Which lines in the entries below contain the word "woman"? List every such line in full, treating uppercase and lowercase as different.

---+---

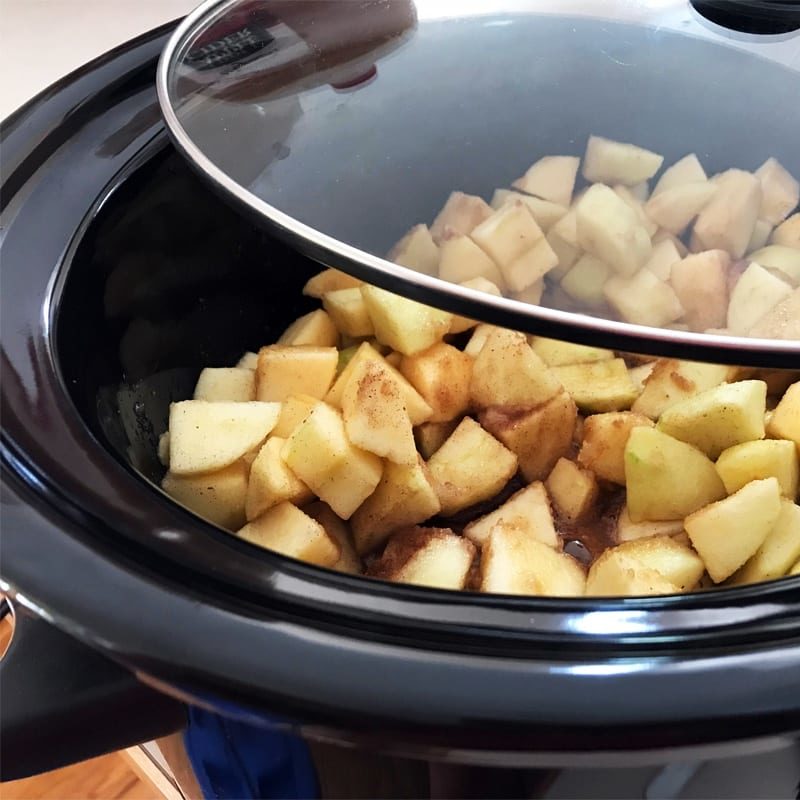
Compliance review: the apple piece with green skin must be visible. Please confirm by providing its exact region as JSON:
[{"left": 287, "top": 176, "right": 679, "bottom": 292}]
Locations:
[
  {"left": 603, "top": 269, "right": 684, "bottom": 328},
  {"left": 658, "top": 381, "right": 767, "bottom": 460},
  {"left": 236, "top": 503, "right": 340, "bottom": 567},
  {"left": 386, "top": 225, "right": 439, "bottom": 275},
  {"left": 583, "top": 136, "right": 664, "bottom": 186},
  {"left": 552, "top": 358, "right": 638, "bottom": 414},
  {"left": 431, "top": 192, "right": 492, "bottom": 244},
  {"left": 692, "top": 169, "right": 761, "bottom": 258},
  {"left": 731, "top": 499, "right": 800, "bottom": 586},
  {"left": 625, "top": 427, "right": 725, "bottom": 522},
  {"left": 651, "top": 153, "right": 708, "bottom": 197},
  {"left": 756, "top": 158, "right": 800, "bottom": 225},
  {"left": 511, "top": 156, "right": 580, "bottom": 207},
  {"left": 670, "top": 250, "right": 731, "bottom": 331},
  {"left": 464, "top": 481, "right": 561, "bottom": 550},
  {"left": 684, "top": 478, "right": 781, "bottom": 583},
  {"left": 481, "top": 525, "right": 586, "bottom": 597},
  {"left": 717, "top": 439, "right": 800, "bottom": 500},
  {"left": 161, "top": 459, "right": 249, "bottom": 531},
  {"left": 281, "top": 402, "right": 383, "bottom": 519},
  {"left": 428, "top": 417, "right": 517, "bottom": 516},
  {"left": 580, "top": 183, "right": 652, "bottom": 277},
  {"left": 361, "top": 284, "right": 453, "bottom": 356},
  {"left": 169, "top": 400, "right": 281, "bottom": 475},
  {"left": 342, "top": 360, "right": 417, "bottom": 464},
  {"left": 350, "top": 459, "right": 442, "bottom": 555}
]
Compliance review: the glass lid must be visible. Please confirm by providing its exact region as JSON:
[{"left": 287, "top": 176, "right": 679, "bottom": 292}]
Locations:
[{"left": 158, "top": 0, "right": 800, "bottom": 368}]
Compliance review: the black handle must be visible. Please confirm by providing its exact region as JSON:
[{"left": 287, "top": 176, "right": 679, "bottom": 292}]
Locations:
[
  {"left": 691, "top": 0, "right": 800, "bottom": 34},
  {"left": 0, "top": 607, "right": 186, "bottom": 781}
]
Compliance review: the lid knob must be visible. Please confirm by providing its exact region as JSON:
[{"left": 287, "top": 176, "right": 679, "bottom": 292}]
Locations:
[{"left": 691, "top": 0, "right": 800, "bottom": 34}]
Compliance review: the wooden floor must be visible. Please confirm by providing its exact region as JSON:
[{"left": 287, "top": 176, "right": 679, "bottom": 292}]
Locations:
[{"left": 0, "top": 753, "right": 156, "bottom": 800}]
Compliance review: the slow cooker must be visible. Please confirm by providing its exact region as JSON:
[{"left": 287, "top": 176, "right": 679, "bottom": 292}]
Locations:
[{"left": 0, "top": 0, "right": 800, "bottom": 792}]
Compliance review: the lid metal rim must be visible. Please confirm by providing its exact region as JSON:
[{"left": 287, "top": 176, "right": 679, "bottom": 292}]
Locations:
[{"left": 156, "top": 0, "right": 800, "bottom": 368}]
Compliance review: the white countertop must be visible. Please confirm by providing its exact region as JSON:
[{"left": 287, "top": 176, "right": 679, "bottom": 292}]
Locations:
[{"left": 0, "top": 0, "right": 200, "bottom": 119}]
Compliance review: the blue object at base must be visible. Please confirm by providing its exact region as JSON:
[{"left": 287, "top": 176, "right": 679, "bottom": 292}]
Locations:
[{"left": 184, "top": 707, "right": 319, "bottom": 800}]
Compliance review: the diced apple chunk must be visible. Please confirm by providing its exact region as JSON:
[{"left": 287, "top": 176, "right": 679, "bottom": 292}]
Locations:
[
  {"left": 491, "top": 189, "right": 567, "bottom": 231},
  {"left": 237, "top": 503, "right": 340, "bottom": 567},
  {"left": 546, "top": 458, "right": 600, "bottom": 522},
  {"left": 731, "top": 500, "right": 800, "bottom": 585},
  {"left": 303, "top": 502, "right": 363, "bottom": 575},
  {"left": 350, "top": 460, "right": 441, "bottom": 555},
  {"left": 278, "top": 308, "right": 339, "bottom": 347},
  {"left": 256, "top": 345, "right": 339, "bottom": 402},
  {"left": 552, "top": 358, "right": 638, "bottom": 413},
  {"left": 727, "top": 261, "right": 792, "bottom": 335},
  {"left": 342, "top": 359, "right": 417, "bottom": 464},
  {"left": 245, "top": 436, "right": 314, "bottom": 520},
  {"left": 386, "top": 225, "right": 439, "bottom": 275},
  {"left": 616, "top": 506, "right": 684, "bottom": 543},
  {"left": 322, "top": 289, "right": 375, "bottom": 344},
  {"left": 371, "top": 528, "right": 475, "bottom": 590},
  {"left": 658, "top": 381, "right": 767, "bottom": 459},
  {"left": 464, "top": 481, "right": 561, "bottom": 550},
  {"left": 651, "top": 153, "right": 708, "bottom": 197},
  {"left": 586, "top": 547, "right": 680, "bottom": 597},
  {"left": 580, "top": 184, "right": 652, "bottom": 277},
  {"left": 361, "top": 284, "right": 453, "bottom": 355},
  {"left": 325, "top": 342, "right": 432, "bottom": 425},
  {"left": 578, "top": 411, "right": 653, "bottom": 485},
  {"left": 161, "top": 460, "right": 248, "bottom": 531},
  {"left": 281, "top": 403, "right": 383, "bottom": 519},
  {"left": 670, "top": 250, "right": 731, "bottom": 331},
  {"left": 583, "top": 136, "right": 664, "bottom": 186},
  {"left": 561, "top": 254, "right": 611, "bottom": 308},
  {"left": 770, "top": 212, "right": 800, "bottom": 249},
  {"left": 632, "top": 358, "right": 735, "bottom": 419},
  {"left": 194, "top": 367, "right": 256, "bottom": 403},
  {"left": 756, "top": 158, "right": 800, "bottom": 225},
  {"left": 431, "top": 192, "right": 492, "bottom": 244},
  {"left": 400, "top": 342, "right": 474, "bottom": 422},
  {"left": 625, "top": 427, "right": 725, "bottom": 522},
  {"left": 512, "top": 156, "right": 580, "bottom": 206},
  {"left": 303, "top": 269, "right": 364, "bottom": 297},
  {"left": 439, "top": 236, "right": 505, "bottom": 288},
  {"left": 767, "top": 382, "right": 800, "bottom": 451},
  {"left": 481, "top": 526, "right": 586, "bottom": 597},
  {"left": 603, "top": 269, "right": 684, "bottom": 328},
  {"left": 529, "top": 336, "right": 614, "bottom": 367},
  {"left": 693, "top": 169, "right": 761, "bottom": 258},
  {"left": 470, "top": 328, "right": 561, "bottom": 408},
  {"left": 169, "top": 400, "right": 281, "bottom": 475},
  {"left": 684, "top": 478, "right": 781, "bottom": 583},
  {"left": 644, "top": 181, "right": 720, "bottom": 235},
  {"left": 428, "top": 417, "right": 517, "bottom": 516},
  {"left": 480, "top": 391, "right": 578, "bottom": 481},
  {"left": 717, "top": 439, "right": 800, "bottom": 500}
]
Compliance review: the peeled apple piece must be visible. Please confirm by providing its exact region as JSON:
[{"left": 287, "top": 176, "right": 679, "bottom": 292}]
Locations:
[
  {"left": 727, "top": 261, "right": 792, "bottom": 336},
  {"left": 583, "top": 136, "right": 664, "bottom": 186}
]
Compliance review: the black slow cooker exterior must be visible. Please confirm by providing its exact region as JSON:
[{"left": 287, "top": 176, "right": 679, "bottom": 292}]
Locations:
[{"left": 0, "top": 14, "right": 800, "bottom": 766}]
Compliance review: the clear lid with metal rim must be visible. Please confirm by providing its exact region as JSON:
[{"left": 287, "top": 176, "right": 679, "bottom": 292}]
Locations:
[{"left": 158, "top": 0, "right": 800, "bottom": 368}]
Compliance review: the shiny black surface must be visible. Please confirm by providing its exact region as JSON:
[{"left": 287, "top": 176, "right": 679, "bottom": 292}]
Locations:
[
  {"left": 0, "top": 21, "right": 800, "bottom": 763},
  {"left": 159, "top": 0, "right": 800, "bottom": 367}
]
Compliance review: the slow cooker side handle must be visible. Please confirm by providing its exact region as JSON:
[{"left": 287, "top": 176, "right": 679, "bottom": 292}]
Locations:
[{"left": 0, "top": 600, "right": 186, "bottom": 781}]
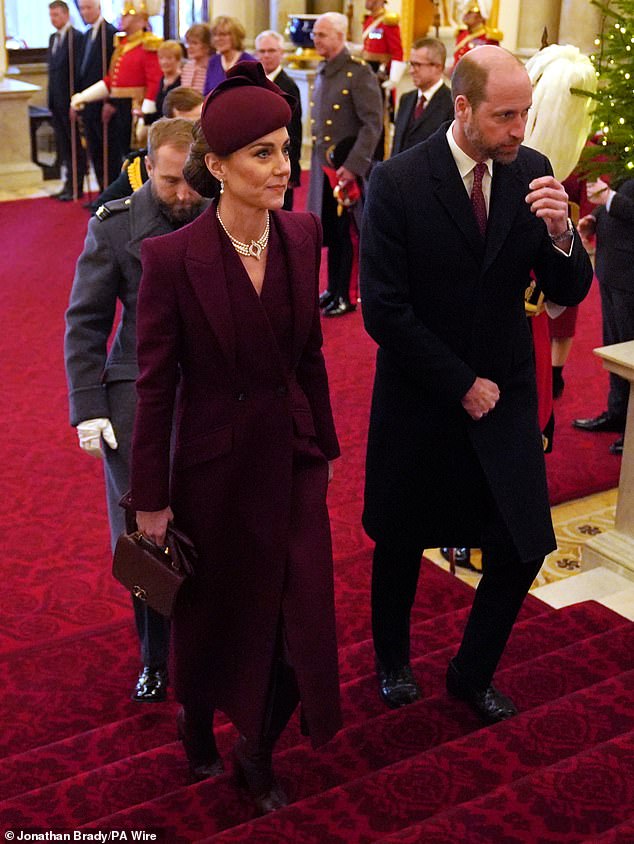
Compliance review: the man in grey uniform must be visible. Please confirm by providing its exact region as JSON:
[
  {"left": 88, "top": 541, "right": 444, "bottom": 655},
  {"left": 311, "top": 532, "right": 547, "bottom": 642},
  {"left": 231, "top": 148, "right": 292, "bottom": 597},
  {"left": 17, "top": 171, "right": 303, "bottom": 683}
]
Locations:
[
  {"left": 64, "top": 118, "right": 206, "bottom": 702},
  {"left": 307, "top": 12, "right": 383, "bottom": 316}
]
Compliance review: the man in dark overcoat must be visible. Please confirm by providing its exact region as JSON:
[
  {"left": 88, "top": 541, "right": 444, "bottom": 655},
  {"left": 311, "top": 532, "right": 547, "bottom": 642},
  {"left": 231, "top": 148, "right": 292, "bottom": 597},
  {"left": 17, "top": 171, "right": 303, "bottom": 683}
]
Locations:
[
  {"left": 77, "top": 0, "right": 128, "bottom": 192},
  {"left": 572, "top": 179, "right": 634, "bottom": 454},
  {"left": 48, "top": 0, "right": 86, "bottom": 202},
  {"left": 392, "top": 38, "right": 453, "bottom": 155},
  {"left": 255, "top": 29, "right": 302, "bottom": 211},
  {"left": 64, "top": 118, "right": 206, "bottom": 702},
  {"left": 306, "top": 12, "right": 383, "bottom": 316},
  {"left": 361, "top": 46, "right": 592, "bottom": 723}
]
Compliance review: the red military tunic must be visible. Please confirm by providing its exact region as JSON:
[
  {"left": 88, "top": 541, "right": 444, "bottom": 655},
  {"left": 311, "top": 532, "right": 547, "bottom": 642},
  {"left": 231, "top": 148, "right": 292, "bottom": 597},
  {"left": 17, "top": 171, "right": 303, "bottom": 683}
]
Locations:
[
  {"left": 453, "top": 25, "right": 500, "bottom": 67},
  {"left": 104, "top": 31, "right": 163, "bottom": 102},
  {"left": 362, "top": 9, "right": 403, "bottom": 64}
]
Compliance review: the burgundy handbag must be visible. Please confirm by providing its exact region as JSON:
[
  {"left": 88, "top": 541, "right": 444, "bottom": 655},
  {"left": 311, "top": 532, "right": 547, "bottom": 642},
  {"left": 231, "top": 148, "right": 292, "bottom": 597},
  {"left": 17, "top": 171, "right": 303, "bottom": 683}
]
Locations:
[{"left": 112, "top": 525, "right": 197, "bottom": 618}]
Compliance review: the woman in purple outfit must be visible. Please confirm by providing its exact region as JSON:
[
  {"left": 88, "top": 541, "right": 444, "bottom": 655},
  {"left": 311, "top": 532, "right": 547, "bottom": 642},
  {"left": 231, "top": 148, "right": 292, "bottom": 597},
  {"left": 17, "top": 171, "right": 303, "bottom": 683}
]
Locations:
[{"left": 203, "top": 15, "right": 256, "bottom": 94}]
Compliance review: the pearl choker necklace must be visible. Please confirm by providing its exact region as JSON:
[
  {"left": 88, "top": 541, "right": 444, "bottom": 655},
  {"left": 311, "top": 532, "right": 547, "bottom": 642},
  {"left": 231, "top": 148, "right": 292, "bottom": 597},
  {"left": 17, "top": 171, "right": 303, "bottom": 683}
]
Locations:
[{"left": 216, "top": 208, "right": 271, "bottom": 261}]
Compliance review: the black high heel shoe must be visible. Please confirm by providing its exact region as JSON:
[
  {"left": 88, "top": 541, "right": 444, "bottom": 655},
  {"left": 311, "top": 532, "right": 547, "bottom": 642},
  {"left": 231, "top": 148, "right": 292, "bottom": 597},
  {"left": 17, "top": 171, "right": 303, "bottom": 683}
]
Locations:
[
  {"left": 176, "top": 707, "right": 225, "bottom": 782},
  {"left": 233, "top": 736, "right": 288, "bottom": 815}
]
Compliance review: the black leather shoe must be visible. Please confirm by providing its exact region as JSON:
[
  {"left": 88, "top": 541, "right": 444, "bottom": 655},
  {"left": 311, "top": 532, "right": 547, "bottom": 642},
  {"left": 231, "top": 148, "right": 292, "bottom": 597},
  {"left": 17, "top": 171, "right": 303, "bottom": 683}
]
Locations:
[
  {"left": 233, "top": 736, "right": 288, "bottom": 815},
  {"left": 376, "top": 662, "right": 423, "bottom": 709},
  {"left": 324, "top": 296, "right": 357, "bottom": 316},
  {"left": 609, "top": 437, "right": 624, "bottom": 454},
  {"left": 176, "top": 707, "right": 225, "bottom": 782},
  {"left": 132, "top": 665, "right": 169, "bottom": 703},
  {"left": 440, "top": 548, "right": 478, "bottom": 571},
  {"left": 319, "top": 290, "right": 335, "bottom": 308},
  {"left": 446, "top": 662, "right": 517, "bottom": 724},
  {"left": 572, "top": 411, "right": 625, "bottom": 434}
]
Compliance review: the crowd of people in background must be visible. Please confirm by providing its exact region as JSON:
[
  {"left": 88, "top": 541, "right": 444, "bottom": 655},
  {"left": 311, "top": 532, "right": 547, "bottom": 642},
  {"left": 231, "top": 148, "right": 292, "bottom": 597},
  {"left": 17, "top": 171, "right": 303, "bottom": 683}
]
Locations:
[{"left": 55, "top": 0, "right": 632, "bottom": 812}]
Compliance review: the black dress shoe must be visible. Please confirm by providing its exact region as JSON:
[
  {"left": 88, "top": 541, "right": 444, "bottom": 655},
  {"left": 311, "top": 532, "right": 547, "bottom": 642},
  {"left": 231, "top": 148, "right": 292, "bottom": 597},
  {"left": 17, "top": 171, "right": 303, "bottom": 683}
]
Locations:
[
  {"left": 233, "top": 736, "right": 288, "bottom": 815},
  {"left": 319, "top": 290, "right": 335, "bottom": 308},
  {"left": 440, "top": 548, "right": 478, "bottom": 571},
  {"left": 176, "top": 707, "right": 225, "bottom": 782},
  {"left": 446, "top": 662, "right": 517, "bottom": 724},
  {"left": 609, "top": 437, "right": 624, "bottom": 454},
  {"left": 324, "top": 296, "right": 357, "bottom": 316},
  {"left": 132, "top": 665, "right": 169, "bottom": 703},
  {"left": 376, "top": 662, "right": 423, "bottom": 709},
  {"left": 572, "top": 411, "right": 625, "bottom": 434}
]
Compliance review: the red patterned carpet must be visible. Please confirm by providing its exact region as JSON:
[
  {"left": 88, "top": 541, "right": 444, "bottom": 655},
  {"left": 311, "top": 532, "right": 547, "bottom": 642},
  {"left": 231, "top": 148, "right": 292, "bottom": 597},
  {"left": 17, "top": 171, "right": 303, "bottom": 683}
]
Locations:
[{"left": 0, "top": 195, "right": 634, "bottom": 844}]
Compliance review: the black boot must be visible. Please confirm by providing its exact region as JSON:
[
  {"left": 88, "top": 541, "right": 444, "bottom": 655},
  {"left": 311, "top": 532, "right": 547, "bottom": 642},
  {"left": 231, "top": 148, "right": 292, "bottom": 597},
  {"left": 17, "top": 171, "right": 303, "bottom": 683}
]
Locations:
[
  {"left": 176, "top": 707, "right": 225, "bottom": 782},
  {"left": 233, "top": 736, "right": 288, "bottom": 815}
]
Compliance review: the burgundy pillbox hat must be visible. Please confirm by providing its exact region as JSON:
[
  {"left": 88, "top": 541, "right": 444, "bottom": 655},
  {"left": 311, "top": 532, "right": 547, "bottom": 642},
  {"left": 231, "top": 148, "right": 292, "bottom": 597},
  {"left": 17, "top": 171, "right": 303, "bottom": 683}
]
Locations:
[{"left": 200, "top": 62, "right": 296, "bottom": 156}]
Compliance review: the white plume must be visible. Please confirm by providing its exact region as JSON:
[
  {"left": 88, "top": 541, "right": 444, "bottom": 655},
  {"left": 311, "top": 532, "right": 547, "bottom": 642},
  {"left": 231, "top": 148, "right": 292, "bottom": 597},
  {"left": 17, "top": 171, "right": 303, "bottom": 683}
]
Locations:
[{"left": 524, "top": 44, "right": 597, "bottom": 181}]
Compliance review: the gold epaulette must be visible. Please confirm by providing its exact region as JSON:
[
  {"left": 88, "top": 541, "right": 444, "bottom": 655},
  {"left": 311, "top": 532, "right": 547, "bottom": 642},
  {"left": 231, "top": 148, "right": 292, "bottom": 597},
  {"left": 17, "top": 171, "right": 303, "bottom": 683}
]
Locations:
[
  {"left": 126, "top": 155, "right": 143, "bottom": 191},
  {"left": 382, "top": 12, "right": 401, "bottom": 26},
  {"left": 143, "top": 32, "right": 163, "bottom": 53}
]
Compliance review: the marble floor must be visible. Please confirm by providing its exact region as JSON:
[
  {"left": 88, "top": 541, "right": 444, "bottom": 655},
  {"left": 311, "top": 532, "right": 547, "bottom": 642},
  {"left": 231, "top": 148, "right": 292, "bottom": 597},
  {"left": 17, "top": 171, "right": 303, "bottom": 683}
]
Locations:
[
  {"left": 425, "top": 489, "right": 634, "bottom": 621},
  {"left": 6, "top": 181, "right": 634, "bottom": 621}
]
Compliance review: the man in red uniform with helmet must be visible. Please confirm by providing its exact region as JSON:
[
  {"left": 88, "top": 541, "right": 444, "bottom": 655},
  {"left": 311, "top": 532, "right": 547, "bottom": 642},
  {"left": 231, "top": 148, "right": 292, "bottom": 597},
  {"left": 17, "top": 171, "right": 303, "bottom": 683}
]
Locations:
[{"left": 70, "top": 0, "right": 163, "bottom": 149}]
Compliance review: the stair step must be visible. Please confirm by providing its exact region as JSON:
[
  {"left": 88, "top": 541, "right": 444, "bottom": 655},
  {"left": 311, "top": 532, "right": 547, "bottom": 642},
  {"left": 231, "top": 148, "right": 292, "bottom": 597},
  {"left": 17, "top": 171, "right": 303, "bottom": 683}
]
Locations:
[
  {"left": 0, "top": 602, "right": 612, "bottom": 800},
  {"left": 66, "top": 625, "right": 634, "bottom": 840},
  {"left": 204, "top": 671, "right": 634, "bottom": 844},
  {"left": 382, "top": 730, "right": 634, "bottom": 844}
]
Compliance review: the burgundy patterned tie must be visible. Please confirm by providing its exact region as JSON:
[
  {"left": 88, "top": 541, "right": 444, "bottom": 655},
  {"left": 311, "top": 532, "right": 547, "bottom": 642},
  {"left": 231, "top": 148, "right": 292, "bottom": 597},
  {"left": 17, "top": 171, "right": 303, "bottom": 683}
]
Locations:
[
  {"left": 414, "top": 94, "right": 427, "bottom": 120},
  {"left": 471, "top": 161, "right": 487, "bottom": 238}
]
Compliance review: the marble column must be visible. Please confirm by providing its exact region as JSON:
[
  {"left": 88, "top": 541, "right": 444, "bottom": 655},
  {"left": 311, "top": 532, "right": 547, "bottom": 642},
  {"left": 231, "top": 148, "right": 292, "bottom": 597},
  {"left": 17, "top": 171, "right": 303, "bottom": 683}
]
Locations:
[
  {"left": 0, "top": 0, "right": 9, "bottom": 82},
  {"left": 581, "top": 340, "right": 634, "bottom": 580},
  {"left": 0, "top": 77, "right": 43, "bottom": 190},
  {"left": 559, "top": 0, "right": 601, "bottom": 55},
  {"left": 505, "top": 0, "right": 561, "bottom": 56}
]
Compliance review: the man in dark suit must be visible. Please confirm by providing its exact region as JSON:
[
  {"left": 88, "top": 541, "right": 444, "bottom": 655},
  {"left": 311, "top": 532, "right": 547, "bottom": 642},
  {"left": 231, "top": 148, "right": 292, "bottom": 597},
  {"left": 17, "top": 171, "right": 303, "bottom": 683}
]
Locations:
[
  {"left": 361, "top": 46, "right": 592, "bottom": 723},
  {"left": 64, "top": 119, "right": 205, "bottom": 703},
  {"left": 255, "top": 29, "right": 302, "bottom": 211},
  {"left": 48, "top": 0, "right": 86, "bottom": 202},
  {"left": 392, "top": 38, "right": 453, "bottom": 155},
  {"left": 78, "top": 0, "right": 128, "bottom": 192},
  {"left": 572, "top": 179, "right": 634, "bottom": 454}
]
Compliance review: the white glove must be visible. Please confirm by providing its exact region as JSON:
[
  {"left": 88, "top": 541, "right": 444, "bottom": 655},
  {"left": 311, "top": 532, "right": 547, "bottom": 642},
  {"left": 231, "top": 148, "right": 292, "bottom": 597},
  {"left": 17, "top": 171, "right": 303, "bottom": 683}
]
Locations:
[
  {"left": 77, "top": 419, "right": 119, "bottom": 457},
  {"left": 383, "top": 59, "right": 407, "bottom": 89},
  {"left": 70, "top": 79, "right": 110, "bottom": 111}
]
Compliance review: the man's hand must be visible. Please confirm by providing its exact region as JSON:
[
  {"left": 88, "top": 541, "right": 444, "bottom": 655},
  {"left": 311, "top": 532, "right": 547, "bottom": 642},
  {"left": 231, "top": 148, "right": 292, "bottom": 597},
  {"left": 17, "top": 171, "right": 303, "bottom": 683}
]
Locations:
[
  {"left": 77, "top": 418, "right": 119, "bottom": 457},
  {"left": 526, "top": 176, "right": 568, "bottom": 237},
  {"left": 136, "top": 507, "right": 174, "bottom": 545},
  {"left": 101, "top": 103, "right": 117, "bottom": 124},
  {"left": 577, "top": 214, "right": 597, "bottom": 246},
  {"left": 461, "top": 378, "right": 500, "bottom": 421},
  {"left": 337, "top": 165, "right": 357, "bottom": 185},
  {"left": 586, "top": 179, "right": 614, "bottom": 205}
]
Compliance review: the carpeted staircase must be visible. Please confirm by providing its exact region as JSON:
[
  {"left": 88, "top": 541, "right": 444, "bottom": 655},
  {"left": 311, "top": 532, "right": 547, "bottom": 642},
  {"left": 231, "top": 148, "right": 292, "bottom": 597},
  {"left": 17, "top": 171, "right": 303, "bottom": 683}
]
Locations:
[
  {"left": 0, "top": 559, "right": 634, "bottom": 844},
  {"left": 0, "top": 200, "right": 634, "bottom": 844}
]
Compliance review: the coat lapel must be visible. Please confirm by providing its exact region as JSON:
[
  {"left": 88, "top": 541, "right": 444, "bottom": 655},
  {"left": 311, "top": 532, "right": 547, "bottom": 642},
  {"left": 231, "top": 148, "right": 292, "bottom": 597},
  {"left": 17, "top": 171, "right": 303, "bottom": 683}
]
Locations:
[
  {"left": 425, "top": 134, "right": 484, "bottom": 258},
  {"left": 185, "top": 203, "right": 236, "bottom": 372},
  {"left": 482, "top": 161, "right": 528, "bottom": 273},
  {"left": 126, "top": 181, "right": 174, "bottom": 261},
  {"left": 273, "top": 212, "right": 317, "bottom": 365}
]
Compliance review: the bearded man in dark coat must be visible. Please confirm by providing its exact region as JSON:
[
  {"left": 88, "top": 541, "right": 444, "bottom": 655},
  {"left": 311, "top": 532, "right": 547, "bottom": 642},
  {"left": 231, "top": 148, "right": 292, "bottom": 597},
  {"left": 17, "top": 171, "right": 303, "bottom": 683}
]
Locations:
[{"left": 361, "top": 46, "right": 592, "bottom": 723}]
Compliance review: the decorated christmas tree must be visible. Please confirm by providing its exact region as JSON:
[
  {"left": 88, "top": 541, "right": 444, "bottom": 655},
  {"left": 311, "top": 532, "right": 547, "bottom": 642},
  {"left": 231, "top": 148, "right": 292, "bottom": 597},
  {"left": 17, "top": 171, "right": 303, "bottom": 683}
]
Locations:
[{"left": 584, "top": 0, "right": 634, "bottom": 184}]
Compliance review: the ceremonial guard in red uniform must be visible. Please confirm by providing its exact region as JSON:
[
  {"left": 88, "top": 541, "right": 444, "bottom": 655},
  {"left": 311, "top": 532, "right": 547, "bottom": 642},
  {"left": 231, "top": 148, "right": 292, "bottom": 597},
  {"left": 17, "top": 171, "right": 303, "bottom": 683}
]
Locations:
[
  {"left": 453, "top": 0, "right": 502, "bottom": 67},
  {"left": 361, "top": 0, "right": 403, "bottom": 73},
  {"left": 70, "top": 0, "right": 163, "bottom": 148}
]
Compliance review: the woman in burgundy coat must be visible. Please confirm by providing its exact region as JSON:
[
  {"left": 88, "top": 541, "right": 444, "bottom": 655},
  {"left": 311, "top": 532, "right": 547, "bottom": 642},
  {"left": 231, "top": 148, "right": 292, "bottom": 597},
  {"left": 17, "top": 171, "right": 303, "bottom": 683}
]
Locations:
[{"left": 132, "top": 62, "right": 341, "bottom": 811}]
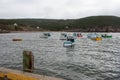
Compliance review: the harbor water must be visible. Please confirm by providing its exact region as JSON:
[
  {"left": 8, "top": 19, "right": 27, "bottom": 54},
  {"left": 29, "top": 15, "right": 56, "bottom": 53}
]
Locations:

---+---

■ **Answer to this task**
Compliance review: the woman in purple outfit must be visible. Please confirm by providing its exact region as JSON:
Compliance review: the woman in burgundy coat must be visible. Please confirm by providing its exact region as JSON:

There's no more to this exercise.